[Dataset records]

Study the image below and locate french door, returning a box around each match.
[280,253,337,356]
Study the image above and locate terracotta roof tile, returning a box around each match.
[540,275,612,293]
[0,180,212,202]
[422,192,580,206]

• GIVEN REQUEST
Duplicate every one of the records above, line for line, without changing anything.

• EXERCISE ANSWER
Study the image below and locate french door, returning a box around each match.
[280,253,337,356]
Study the image above and locate terracotta roof tile, returning a box around each match.
[540,275,612,293]
[0,180,212,202]
[422,192,580,206]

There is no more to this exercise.